**Задание:** До какой суммы наборщики газеты «Courrier républicain» потребовали поднять сдельную плату за одну форму, согласно тексту о парижских рабочих конца 1790-х годов?

**Исходный текст:**
Рабочие «диктовать закон» хозяевам не могли при тех экономических условиях, о которых выше шла речь.

Скорее возможны были обратные явления. В середине ноября 1797 г. в Париже хозяева увеличили рабочий день плотников на ½ часа, одновременно уменьшив заработную плату. Плотники стали собираться и, как полиции показалось, намеревались «затеять борьбу со своими хозяевами». Полиция прибавляет, что будут приняты меры против смутьянов [70].

Наличность массы безработных могла не только в плотничьем промысле, но и в других промыслах побудить хозяев понизить плату, хотя и той, которую получали в среднем рабочие в 1797–1798 гг., совершенно не хватало на покрытие насущнейших нужд. Рабочие должны были покоряться; никакая стачка не могла быть успешна при том отчаянном состоянии, в котором находилась индустрия в это время. Но попытки противиться уменьшению рабочей платы в начале мая 1798 г. были. Мы узнаем о них из постановления центрального бюро парижской полиции от 7 мая 1798 г. [71] Бюро, ссылаясь на закон Ле Шапелье, воспрещает рабочим разных профессий собираться и вступать между собой в соглашения касательно размеров заработной платы, грозит зачинщикам карой закона и указывает на то, что никто не имеет права мешать другому работать по какой угодно цене. Бюро говорит об угрозах и насилиях, которые пускают в ход некоторые рабочие «разных профессий», желая помешать своим товарищам работать [72]; внимание рабочих обращается при этом еще на то обстоятельство, что подобный образ действий может «самих же рабочих довести до самой ужасной нищеты», так как все это «может способствовать прекращению работ или перерыву в работах» и т. д. Это соображение имело вполне реальный вес в глазах рабочих, ибо колоссальный перевес предложения труда над спросом бросался в глаза; если они все-таки сделали попытку, то, конечно, только вследствие безвыходного положения.

Нечего и говорить, что никаких последствий эта попытка не имела. Полицейское постановление является первым и последним дошедшим до нас известием об этом начинавшемся и сейчас же замершем движении. Постановление центрального бюро кончалось предложением полицейским комиссарам и коменданту Парижа пустить в ход силу в случае надобности. Но до этого не дошло. Ежедневные полицейские рапорты больше не упоминают об этой стачке.

Об увеличении заработной платы в громадном большинстве отраслей промышленности нельзя было и думать, так как мы уже видели из предшествующего, что производство сокращалось. Но в тех редчайших случаях, где почему-либо хозяевам было выгодно продолжать свое дело, рабочим удавалось иной раз путем стачки добиться некоторого повышения платы: когда наборщики газеты «Courrier républicain» потребовали увеличения сдельной платы за одну форму с 200 ливров до 450 ливров ассигнациями, то владельцы сначала отказались, а потом уступили ввиду немедленно начавшейся стачки [73]. Конечно, подобное повышение платы все-таки не было соразмерно с чудовищно поднявшимися ценами на предметы первой необходимости; но и оно было возможно только в этом случае, где немедленно требовался штат подготовленных технических людей. Настаивать на повышении заработной платы в промышленных заведениях, которые осаждались толпами безработных, умолявших взять их, было, повторяем, совершенно немыслимо.

**Исходные данные:**
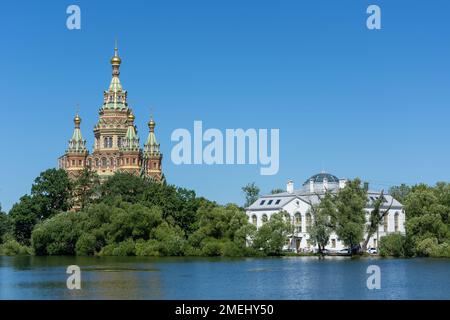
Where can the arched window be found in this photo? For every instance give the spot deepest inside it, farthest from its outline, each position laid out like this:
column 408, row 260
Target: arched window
column 298, row 218
column 308, row 221
column 298, row 222
column 396, row 221
column 264, row 218
column 287, row 216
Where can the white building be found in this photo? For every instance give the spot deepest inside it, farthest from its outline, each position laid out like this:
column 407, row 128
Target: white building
column 297, row 204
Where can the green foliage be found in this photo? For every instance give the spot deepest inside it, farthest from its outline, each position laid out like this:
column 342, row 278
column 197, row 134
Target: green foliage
column 11, row 247
column 53, row 188
column 85, row 188
column 25, row 214
column 251, row 191
column 276, row 191
column 57, row 235
column 350, row 218
column 271, row 237
column 6, row 225
column 400, row 192
column 394, row 245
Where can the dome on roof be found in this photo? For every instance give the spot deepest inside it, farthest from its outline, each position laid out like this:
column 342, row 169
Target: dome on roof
column 318, row 178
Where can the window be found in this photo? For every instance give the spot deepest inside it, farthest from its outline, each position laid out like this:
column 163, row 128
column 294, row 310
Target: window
column 287, row 216
column 396, row 221
column 264, row 218
column 308, row 221
column 298, row 219
column 107, row 142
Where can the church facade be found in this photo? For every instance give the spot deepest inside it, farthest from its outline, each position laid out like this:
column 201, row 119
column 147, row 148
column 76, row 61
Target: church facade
column 296, row 204
column 116, row 143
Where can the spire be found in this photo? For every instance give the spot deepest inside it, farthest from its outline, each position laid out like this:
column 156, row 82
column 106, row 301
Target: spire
column 131, row 141
column 151, row 147
column 115, row 97
column 115, row 85
column 77, row 144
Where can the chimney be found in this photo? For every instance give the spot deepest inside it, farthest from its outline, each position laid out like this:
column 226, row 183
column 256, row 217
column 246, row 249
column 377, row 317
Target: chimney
column 290, row 187
column 342, row 183
column 366, row 186
column 325, row 184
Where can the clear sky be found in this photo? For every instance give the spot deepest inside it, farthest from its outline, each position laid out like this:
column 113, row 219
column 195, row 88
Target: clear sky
column 354, row 102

**Ответ:** До 450 ливров ассигнациями, а прежде платили 200 ливров.